Records to process –
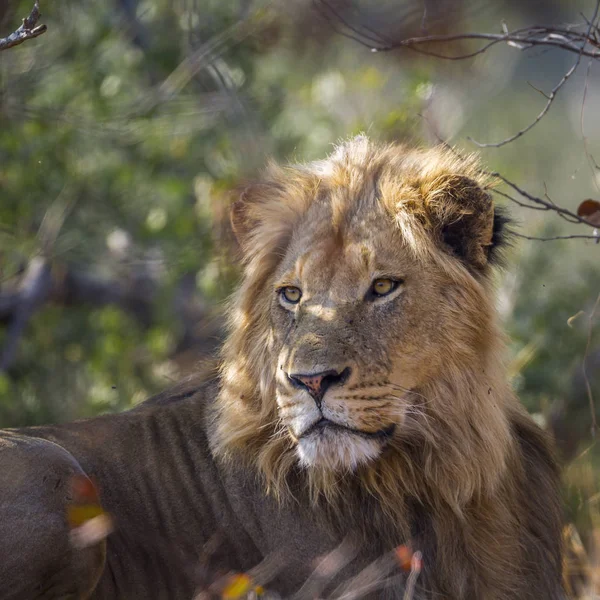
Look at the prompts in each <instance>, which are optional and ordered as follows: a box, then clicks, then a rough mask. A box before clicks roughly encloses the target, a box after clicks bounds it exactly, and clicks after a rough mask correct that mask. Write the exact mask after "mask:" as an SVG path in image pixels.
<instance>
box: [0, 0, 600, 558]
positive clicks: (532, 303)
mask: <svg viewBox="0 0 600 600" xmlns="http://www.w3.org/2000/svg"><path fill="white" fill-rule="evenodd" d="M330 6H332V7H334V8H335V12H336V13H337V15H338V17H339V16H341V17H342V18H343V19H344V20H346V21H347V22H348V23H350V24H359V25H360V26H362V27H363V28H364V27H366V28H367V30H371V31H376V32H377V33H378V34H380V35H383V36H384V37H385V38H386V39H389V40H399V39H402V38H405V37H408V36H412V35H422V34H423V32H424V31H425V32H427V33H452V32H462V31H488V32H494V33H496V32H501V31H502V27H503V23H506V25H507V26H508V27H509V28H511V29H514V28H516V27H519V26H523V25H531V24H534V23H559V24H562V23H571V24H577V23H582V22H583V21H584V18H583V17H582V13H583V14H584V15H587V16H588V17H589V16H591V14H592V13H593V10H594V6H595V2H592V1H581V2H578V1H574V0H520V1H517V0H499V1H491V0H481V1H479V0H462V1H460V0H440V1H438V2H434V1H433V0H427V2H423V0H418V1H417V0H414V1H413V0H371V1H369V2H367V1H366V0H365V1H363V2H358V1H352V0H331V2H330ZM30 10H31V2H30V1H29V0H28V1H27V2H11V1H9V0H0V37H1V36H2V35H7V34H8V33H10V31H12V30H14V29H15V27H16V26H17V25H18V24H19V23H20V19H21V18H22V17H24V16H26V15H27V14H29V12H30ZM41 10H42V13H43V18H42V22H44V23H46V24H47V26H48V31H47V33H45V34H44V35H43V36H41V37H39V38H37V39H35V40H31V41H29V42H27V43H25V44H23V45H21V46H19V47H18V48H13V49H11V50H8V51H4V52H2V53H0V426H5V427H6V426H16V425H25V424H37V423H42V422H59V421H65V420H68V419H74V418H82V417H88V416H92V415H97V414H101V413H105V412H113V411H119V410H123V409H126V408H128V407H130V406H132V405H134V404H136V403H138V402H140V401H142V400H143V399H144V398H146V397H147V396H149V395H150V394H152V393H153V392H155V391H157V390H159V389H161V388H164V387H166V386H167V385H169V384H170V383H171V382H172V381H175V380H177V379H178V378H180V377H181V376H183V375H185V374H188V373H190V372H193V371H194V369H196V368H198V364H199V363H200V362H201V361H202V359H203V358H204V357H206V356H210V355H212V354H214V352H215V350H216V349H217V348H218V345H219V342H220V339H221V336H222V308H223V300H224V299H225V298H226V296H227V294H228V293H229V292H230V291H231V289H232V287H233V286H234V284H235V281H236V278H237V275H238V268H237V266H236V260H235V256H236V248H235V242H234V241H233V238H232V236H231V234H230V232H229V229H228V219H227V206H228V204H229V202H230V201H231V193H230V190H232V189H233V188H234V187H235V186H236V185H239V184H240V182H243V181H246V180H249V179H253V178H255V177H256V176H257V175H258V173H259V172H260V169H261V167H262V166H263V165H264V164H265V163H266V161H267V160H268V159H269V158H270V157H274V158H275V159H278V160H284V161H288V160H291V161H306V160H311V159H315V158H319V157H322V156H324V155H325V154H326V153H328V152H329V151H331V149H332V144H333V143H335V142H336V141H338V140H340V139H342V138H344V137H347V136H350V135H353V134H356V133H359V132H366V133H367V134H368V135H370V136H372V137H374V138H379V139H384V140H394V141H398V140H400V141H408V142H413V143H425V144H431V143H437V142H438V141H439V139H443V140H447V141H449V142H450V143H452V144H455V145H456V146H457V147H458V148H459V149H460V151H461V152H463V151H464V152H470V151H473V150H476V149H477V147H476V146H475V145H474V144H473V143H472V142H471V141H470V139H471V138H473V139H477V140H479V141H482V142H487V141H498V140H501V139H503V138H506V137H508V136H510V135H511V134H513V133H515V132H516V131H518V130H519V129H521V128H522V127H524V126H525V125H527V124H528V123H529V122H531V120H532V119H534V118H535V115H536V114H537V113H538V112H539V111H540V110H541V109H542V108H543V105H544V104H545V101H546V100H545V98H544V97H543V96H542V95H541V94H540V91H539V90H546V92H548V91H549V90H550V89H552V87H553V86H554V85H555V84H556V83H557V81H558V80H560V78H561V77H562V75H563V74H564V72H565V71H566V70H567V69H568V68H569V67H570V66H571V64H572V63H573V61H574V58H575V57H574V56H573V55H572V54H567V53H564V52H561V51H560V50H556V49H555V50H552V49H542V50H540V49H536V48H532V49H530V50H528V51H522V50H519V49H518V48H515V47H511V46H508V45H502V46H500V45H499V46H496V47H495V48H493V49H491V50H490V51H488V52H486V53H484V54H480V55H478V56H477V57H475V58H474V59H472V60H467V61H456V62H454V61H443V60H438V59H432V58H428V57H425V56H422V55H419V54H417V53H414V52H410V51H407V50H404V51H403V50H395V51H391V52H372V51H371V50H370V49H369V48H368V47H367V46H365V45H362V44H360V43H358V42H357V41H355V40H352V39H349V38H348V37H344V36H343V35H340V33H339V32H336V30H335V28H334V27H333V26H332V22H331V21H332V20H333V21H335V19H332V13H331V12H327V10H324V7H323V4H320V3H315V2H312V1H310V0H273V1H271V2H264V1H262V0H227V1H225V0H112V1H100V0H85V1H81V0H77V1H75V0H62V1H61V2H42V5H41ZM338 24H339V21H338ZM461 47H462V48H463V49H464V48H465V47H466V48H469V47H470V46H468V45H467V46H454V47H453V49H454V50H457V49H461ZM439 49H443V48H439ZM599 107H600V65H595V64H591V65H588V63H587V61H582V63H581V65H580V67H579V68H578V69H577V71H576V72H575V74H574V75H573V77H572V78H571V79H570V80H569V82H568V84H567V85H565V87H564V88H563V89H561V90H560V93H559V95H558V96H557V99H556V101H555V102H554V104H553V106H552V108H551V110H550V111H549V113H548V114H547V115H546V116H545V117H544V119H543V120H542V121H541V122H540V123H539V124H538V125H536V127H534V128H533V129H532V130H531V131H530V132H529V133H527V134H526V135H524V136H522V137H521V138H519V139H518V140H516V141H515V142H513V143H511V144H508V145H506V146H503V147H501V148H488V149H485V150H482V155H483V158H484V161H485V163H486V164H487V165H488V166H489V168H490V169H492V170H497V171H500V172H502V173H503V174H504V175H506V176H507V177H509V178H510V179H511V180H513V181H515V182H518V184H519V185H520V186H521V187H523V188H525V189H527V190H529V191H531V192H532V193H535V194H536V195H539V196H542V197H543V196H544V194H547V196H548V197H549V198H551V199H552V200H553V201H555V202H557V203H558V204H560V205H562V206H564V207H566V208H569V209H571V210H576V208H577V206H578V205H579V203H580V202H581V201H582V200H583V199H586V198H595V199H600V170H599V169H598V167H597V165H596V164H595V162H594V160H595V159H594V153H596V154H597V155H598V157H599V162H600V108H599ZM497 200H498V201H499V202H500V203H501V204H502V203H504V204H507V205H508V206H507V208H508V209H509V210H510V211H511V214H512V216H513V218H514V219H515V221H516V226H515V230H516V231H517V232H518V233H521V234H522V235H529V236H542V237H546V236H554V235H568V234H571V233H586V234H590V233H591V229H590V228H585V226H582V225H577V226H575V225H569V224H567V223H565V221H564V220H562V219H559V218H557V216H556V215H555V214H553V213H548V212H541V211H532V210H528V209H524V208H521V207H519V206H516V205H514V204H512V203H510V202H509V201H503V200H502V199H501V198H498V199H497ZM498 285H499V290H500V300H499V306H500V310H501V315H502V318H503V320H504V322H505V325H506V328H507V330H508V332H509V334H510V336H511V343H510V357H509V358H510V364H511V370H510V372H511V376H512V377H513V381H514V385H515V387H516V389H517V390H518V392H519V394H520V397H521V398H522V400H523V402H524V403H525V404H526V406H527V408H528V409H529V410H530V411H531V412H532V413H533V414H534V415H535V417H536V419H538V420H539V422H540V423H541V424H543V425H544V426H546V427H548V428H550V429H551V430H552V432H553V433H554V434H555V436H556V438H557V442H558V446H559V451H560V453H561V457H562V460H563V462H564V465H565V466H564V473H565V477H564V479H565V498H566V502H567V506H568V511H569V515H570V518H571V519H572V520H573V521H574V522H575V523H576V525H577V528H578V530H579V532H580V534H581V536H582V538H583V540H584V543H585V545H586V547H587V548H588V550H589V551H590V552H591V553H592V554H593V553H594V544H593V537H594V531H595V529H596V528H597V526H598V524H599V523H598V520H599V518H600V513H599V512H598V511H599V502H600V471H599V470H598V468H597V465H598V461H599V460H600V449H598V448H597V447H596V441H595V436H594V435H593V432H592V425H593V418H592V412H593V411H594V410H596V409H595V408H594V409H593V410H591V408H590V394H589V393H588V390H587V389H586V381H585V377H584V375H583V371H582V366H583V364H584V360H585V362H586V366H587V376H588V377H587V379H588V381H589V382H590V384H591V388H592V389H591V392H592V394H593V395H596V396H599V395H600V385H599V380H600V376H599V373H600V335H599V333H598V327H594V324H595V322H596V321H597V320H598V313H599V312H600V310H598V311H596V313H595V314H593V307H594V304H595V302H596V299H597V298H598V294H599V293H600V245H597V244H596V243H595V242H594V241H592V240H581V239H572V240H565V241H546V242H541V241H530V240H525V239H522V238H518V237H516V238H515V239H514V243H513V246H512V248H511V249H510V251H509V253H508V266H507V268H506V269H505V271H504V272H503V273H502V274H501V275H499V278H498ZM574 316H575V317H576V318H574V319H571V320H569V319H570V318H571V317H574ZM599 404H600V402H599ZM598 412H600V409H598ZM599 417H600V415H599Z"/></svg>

==

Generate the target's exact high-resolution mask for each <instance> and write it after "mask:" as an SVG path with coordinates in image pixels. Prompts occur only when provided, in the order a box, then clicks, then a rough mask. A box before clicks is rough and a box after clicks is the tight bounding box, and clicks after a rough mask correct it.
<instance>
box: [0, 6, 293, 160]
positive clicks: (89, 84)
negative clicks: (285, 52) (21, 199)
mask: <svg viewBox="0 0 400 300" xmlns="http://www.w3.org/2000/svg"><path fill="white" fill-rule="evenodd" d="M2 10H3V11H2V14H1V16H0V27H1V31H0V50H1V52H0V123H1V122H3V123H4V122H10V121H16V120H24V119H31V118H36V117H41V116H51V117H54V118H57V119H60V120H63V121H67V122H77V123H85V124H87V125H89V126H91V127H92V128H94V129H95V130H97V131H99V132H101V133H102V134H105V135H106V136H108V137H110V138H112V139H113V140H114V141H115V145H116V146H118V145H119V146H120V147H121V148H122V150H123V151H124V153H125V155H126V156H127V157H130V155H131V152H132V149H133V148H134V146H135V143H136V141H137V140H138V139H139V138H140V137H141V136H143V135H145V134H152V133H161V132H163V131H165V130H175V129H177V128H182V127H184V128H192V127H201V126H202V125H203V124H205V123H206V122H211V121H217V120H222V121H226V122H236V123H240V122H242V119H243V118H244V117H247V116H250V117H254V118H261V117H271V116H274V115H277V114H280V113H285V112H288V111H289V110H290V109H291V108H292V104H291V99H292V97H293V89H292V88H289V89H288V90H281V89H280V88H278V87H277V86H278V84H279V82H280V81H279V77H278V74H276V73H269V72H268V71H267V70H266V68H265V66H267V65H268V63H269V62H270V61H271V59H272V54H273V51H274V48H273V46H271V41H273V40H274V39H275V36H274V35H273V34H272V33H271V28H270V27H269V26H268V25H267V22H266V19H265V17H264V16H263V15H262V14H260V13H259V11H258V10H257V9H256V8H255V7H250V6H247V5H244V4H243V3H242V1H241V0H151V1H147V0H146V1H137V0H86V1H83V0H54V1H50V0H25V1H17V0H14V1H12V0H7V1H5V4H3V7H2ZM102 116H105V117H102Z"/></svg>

Problem requirements – Look above for the line with "Look at the" and the line with "box: [0, 0, 600, 558]"; transcribe both and all lines in between, exactly, and nothing else.

Solution –
Look at the prompts in each <instance>, which are optional and ordered as follows: a box, then clicks, then a rough mask. A box before clicks roughly encloses the target, a box after clicks bounds it exactly, and clicks after a rough mask correct that mask. Write the exact mask after "mask:" as an SVG path in image pixels.
<instance>
box: [0, 0, 600, 558]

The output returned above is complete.